## PASSAGE
But even then, I didn't feel ready to move on from the expectation that I would be dead as originally expected by Dec 3rd - I had to get past this date first! Very silly I know. I've been having quite a lot of tense and anxious feelings on this score over past week or so, although decreasing over past couple of days.

Anyway here I am. Nothing has changed of course in any real sense. The mass is still growing and its size is already such that it poses a serious threat. The hospital is very definite still that the cancer is an untreatable one - they say that the type of chemo I was given was specifically chosen in the context of the uncertainty surrounding my biopsy results, and that if the cancer was treatable, the chemo selected would have had a significant impact. The biopsy sample was a good one (a 16mm core), so there's no suggestion that the inconclusive results are because they didn't have enough material to work with.

## EXPLORE THE MATERIAL
• a. Shorten the paragraph of the cancer passage that begins "Anyway here I am" into a bulleted list that keeps its main facts.
• b. From the cancer passage, extract the part that opens with the words containing "Anyway here I" and closes with "to work with.".
• c. Continue the passage about living with cancer, starting after its last sentence.
The records below the passage were taken from a separate source.

## GIVEN DATA

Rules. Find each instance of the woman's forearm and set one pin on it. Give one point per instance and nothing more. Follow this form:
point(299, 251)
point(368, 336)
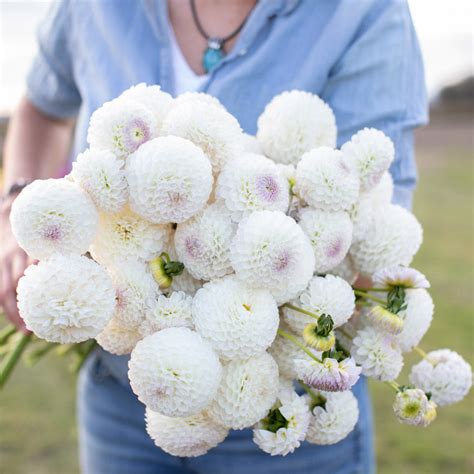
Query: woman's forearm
point(36, 146)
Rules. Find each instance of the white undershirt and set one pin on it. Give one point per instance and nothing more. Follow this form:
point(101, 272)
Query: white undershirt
point(185, 79)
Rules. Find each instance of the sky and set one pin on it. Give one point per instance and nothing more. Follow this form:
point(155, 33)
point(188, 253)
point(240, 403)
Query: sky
point(445, 30)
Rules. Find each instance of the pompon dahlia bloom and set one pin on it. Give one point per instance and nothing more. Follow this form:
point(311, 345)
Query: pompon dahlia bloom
point(156, 100)
point(193, 97)
point(66, 299)
point(136, 293)
point(174, 310)
point(417, 318)
point(325, 181)
point(333, 416)
point(186, 437)
point(345, 270)
point(381, 193)
point(293, 123)
point(285, 352)
point(169, 180)
point(209, 127)
point(174, 372)
point(117, 338)
point(284, 427)
point(271, 251)
point(203, 242)
point(247, 391)
point(398, 275)
point(126, 236)
point(371, 153)
point(250, 183)
point(53, 216)
point(121, 126)
point(377, 353)
point(331, 375)
point(237, 320)
point(330, 234)
point(100, 173)
point(330, 295)
point(392, 238)
point(445, 374)
point(410, 407)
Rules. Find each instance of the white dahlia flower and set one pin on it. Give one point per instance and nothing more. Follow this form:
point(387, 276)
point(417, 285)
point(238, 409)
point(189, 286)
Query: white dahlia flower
point(293, 123)
point(203, 242)
point(125, 235)
point(136, 293)
point(330, 234)
point(156, 100)
point(330, 375)
point(345, 270)
point(100, 173)
point(121, 126)
point(382, 193)
point(285, 352)
point(378, 354)
point(247, 391)
point(445, 374)
point(398, 275)
point(53, 216)
point(66, 299)
point(169, 179)
point(284, 427)
point(250, 183)
point(209, 127)
point(330, 295)
point(410, 406)
point(117, 338)
point(193, 97)
point(417, 318)
point(371, 153)
point(174, 310)
point(334, 416)
point(184, 437)
point(325, 181)
point(174, 372)
point(392, 238)
point(237, 320)
point(271, 251)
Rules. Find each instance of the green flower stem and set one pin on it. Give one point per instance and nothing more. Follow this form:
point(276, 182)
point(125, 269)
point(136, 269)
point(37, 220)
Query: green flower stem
point(301, 310)
point(298, 343)
point(344, 333)
point(308, 390)
point(394, 385)
point(6, 332)
point(11, 359)
point(365, 295)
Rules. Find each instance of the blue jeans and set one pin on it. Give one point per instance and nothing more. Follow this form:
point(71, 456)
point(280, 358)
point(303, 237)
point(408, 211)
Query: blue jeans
point(113, 439)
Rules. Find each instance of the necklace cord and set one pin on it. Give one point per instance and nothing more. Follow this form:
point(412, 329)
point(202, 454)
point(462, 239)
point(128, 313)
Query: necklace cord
point(203, 32)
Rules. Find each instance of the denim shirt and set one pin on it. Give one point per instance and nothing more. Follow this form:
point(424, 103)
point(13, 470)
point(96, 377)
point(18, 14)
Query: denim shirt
point(360, 56)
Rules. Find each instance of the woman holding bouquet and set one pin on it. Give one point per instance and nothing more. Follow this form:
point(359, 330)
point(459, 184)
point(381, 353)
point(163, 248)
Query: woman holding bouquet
point(361, 57)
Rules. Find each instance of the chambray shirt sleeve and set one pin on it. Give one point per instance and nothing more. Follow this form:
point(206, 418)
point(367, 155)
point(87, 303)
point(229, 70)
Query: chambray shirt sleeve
point(379, 82)
point(50, 84)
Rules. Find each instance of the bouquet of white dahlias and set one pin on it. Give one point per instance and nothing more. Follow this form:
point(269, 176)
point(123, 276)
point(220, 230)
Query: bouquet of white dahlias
point(224, 265)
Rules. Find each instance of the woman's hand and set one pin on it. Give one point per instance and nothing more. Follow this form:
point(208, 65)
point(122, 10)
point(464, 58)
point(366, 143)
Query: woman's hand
point(13, 261)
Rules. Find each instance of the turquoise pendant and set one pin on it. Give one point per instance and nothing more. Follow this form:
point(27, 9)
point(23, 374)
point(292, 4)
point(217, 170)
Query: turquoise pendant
point(213, 54)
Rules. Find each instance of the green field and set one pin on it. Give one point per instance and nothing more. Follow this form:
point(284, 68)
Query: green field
point(37, 434)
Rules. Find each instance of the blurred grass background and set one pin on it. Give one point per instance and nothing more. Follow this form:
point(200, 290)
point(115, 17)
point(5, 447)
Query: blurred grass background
point(38, 434)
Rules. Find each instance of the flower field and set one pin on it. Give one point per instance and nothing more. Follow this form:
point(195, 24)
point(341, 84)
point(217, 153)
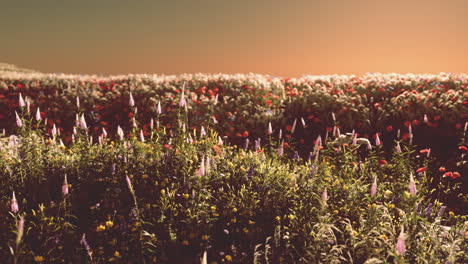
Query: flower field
point(233, 169)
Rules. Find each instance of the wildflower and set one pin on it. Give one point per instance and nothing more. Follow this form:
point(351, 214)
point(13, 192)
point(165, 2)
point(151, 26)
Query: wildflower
point(401, 243)
point(377, 140)
point(21, 101)
point(19, 123)
point(158, 108)
point(412, 185)
point(422, 169)
point(83, 122)
point(270, 129)
point(38, 258)
point(201, 170)
point(325, 197)
point(131, 101)
point(374, 187)
point(109, 223)
point(14, 204)
point(38, 114)
point(204, 258)
point(398, 148)
point(120, 132)
point(142, 136)
point(65, 186)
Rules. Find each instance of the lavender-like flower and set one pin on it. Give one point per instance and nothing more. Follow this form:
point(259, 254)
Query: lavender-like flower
point(428, 210)
point(441, 210)
point(131, 101)
point(14, 204)
point(158, 108)
point(83, 122)
point(21, 101)
point(120, 132)
point(65, 186)
point(412, 185)
point(398, 148)
point(377, 140)
point(400, 246)
point(294, 126)
point(38, 114)
point(374, 187)
point(142, 136)
point(19, 123)
point(201, 170)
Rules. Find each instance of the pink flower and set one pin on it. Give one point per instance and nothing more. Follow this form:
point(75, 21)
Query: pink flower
point(412, 185)
point(38, 114)
point(131, 101)
point(401, 243)
point(374, 187)
point(21, 101)
point(377, 140)
point(19, 123)
point(14, 204)
point(65, 186)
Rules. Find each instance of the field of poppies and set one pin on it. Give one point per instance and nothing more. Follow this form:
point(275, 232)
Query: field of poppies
point(233, 169)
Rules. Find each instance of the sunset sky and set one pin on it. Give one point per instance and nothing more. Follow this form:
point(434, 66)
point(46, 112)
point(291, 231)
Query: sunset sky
point(281, 38)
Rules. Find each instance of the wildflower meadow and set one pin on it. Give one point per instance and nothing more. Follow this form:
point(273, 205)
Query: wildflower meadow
point(233, 169)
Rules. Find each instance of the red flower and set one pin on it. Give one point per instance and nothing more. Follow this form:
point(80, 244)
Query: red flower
point(421, 169)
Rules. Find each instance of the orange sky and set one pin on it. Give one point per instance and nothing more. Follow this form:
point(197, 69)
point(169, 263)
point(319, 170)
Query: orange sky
point(281, 38)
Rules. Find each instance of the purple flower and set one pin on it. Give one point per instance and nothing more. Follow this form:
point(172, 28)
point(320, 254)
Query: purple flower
point(374, 187)
point(14, 204)
point(401, 243)
point(19, 123)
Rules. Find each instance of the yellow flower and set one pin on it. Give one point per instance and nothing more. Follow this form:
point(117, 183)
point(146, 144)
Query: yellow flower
point(38, 258)
point(109, 223)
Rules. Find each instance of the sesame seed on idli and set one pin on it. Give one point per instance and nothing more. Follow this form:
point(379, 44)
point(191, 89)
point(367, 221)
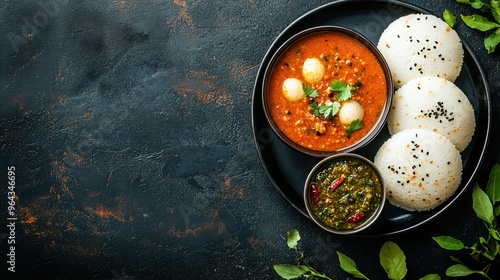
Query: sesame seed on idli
point(421, 45)
point(420, 168)
point(434, 104)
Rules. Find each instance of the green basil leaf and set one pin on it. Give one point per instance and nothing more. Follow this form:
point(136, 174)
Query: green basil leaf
point(393, 261)
point(449, 18)
point(479, 22)
point(492, 40)
point(495, 9)
point(449, 243)
point(293, 239)
point(482, 205)
point(492, 248)
point(493, 187)
point(455, 259)
point(431, 277)
point(496, 211)
point(349, 266)
point(288, 271)
point(460, 270)
point(476, 4)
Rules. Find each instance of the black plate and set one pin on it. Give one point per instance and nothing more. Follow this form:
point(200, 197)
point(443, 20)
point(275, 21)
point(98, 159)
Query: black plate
point(288, 169)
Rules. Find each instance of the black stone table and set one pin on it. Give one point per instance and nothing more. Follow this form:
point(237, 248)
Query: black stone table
point(129, 127)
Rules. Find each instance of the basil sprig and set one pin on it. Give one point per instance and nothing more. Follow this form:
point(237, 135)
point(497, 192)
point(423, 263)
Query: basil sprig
point(480, 22)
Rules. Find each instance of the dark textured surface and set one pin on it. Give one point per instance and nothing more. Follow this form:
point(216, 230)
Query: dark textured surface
point(129, 125)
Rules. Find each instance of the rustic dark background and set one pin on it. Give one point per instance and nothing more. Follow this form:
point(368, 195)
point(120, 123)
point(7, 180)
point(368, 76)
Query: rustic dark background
point(129, 125)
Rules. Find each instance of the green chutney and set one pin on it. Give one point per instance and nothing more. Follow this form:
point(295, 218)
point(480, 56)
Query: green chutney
point(345, 193)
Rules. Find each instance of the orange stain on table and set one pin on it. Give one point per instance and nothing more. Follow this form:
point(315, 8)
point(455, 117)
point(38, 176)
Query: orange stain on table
point(231, 191)
point(183, 14)
point(200, 86)
point(107, 213)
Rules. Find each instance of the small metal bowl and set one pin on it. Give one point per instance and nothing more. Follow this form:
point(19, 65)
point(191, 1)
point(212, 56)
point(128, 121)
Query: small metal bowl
point(327, 209)
point(382, 116)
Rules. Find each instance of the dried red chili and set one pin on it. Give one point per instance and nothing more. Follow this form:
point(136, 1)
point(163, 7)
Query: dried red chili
point(356, 217)
point(336, 183)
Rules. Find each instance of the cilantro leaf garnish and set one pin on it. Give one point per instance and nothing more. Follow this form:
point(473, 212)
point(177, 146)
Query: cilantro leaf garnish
point(345, 91)
point(309, 91)
point(329, 109)
point(313, 107)
point(353, 126)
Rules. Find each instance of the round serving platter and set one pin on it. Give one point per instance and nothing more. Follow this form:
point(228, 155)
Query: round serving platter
point(288, 169)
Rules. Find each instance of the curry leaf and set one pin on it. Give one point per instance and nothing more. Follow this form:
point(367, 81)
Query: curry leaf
point(482, 205)
point(460, 270)
point(349, 266)
point(479, 22)
point(288, 271)
point(449, 18)
point(431, 277)
point(293, 239)
point(449, 243)
point(493, 188)
point(393, 261)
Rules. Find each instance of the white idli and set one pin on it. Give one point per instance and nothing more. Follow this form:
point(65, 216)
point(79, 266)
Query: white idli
point(421, 45)
point(434, 104)
point(420, 168)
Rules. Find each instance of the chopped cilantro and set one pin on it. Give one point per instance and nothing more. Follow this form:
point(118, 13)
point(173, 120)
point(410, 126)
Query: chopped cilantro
point(345, 91)
point(313, 107)
point(353, 126)
point(309, 91)
point(329, 109)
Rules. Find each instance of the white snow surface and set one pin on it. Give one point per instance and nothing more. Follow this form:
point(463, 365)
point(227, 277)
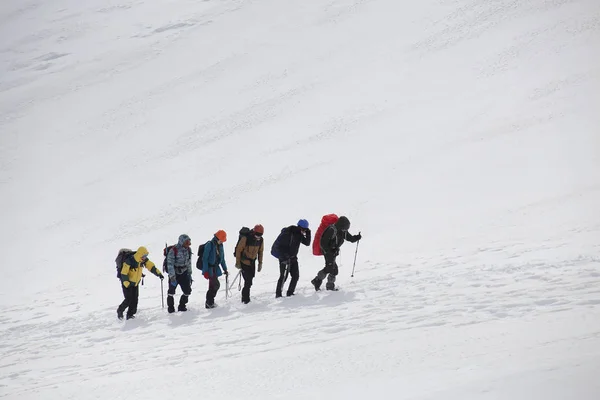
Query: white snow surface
point(461, 138)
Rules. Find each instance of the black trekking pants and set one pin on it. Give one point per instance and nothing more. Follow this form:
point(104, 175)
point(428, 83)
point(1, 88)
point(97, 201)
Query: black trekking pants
point(131, 294)
point(292, 265)
point(330, 271)
point(248, 272)
point(213, 287)
point(185, 282)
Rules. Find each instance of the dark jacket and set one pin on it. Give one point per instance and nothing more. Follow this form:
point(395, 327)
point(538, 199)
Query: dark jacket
point(248, 250)
point(333, 238)
point(288, 242)
point(214, 258)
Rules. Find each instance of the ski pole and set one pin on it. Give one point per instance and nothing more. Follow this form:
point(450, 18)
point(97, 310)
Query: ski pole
point(287, 272)
point(162, 293)
point(235, 279)
point(356, 252)
point(227, 286)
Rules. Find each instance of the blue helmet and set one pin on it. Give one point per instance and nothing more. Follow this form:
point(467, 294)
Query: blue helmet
point(303, 224)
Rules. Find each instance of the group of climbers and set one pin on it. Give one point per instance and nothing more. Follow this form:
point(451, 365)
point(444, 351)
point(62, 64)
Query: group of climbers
point(249, 250)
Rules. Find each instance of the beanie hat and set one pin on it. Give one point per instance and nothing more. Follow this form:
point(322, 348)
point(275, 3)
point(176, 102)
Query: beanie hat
point(221, 235)
point(303, 224)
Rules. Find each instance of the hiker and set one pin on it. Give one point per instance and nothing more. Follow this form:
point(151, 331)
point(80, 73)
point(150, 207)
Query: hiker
point(213, 260)
point(285, 249)
point(249, 248)
point(179, 268)
point(331, 241)
point(131, 275)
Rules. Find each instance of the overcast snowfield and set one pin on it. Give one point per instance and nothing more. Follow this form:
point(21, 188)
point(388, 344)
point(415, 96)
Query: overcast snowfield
point(461, 138)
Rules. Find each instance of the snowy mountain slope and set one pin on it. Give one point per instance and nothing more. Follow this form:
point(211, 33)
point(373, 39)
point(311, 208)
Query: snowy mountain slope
point(460, 137)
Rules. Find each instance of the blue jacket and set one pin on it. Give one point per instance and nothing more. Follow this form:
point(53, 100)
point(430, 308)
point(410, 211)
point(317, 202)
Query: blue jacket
point(210, 259)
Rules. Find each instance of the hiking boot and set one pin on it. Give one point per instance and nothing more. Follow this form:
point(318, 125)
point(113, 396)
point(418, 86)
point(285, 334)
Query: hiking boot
point(316, 283)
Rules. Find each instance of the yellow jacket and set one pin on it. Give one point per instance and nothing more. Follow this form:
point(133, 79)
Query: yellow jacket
point(131, 273)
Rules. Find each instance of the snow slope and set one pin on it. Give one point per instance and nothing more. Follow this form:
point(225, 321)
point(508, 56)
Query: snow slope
point(460, 137)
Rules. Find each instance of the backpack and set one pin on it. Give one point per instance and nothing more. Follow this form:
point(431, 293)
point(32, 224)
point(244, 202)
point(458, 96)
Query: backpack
point(166, 252)
point(244, 232)
point(276, 243)
point(327, 220)
point(199, 262)
point(121, 256)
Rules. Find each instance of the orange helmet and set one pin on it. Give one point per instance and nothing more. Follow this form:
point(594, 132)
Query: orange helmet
point(221, 235)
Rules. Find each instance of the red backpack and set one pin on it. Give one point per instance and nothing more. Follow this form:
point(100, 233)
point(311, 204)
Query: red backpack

## ANSWERS IN ORDER
• a.
- Nothing has really changed.
- The mass is still growing and is already large enough to be a serious threat.
- The hospital still firmly holds that the cancer is untreatable.
- The chemo was chosen because of the uncertain biopsy results, and it would have had a significant impact if the cancer were treatable.
- The biopsy sample was a good one (a 16mm core), so the inconclusive results are not due to too little material.

• b.
Anyway here I am. Nothing has changed of course in any real sense. The mass is still growing and its size is already such that it poses a serious threat. The hospital is very definite still that the cancer is an untreatable one - they say that the type of chemo I was given was specifically chosen in the context of the uncertainty surrounding my biopsy results, and that if the cancer was treatable, the chemo selected would have had a significant impact. The biopsy sample was a good one (a 16mm core), so there's no suggestion that the inconclusive results are because they didn't have enough material to work with.

• c.
My life is not going to become any less constrained than it is now, and of course the reality is that I am still only going to get worse, not better. My consultant assures me there is no risk that I will be deprived of my very handy Terminal Living Allowance. It remains the case, just as much if not more than at the time of diagnosis, that in statistical terms my death "can reasonably be expected" within 6 months and that I'm much more likely than not to be dead within a year. The mass could at any point start growing faster - something which I feel very convinced is a major risk of any stress in my life. Hence I will continue to avoid like the plague any situations which I think could cause me stress. My daily routine will remain sacrosanct. I will continue to enjoy living in the day, for the day, for as long as the quality of my life can be such that there remains some pleasure in it. I'm determined not to let myself take continued fitness for granted, to carry on treating it as something to be pleasantly surprised about and enormously grateful for. I have to expect to lose it at some point, whether slowly or suddenly.

I have already been finding that stress can easily result from trying to describe my feelings on the above except to genuinely close and like-minded friends. e.g. Bumped into somebody I knew a long time ago (Hathersage being a popular walking centre this happens quite often) who was most gushing about how wonderful the stuff on my website was etc. etc. And then, when I said a few words about anniversary of my diagnosis coming up, she says: "Oh, you *must* get away for a wonderful holiday in the sunshine to celebrate!" This narked me quite a lot when she was making a big thing about having taken such interest in reading my writings. I could not control (or more honestly, could not be bothered to control) seriously sarky mode. "Oh yes, a long journey is just what I want when I can't sit comfortably for more than twenty minutes and need - urgently - to lie down for two hours if I've been up more than 4 hours. Packing vast quantities of luggage and making sure I've thought of every single thing I must have to be comfortable (Putnams pillow, kneeling chair etc etc as well as pills and things) is a really great idea, it would be so relaxing..."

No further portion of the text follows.